This story introduces Monk's Hollow, a location featured in Kuttner's Cthulhu Mythos story "The Hunt". Both stories are included in the anthology The Book of Iod: Ten Tales of the Mythos.

Synopsis[]

Norman Hartley, an artist from New York City, rents a house in the small town of Monk's Hollow to work on some paintings. On the garden there is a large stone inscribed with symbols, which Hartley regards as ugly. The caretaker, Dobson, tells him that centuries ago a witch named Persis Winthorp was buried there.

Although she looked human at first, Winthorp was the daughter of a humanoid frog-like monster from the local swamp. When the villagers tried to drown her, they found that she wouldn't die, so they buried her alive and placed the magical stone over the spot, so she would remain there. It is believed that she's still alive, but incapable of escaping, and that at this point she's no longer human, but has transformed into a batrachian creature like her father.

Dismissing Dobson's story as superstition, Hartley pays two passing truck drivers to remove the stone. That night, Winthorp digs her way out of her grave, breaks into Hartley's house and kills Dobson. Hartley hears the sounds of someone breaking in and grabs a knife from the kitchen, but flees in terror when he sees the creature. He runs a great distance through the countryside with the monster at his pursuit, and engages in a brief fight with it, until a farmer named Byram Liggett fires a musket and saves him. Winthorp sneaks into another farm and kills Anam Pickering and his sister Martha.

Excerpted records ▸
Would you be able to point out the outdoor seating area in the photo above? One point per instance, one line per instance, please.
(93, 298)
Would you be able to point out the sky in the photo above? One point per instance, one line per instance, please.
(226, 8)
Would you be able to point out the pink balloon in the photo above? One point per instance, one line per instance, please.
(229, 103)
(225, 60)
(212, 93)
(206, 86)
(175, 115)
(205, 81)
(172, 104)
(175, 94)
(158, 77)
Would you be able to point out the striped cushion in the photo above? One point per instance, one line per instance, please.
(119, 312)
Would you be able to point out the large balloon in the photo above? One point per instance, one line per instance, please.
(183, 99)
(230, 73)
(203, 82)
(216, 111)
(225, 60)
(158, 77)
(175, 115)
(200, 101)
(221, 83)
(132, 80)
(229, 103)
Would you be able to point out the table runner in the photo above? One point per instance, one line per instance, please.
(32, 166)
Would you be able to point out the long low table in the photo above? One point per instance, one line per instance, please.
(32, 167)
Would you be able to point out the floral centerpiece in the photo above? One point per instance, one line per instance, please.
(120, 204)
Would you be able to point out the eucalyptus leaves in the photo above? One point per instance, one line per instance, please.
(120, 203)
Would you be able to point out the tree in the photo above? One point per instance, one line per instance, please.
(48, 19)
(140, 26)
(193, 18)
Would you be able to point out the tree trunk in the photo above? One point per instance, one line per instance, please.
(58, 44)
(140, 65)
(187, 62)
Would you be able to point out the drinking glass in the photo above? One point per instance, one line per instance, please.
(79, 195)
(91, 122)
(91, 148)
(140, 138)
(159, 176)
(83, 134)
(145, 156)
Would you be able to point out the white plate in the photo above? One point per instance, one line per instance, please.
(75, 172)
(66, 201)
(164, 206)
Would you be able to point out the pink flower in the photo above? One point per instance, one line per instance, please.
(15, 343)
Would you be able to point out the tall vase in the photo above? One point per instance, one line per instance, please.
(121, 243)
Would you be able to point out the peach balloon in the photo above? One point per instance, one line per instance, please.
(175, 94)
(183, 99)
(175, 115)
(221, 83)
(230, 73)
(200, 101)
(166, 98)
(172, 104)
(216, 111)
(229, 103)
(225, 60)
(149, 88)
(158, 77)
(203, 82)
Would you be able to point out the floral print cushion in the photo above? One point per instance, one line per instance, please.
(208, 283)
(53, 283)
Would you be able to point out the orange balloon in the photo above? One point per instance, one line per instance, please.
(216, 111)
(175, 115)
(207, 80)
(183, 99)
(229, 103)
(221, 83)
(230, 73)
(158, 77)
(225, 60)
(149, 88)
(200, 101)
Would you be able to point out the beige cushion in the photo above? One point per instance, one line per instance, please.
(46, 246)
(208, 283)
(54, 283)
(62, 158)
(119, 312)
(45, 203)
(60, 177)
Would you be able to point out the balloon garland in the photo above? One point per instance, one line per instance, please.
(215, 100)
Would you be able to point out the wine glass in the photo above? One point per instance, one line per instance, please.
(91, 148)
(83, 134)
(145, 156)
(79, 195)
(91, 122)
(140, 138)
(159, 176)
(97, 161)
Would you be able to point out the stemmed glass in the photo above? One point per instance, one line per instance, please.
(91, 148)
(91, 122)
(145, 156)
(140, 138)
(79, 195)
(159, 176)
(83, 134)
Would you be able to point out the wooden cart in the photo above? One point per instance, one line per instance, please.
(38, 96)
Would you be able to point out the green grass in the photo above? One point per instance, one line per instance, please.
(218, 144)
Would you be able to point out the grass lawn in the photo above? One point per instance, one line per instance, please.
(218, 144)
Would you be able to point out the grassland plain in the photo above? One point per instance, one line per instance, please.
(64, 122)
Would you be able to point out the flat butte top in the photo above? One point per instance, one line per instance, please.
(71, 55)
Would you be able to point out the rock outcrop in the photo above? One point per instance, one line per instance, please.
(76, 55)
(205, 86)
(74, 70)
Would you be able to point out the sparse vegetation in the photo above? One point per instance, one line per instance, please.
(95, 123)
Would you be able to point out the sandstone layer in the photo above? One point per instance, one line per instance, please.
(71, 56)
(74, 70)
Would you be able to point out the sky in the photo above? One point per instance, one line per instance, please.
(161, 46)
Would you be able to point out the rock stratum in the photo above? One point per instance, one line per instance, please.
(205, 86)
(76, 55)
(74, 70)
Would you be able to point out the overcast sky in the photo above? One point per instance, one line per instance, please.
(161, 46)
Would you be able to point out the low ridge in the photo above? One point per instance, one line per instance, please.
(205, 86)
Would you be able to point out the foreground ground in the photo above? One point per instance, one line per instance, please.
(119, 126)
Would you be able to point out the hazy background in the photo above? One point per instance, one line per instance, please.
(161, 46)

Problem description ▸ Extend the Monk's Hollow synopsis, starting right after its final sentence about Anam Pickering and his sister Martha.

Answer to this task ▸
On the next day, the townspeople and Hartley take part in a hunt for the monster, organized by Liggett. Hartley continues to doubt that the frog-creature is Winthorp, believing it to be some kind of hybrid animal instead. That night, Winthorp attacks a gasoline station, but the townspeople arrive too late to capture her. Two days later, she breaks into Liggett's house, where Hartley is staying. Hartley manages to escape and shoot Winthorp, causing her to bleed a black ichor, but she doesn't stop the pursuit. The frog-woman pursues Hartley into the swamp, followed by neighbors who heard the first shot and follow them by automobile. The neighbors and Hartley shoot Winthorp, who falls and sinks into the quicksand while cursing them.

Characters[]

  • Norman Hartley, a painter from New York. He is described as having an obsession with aesthetics, finding the presence of a large stone in the middle of the garden to be intolerable.
  • Dobson, an elderly caretaker with a wooden leg, who tries to prevent Hartley from removing the stone.
  • Persis Winthorp, an immortal witch who, over the course of several decades, transforms into a croaking beast, half-frog half-human, much like her father. She is phenomenally strong, with sharp claws, and eats the flesh of those she kills.
  • Byram Liggett, a farmer who rescues Hartley and heads the party to hunt for Winthorp.
  • Anam and Martha Pickering, a farmer and his sister, both brutally killed by Winthorp.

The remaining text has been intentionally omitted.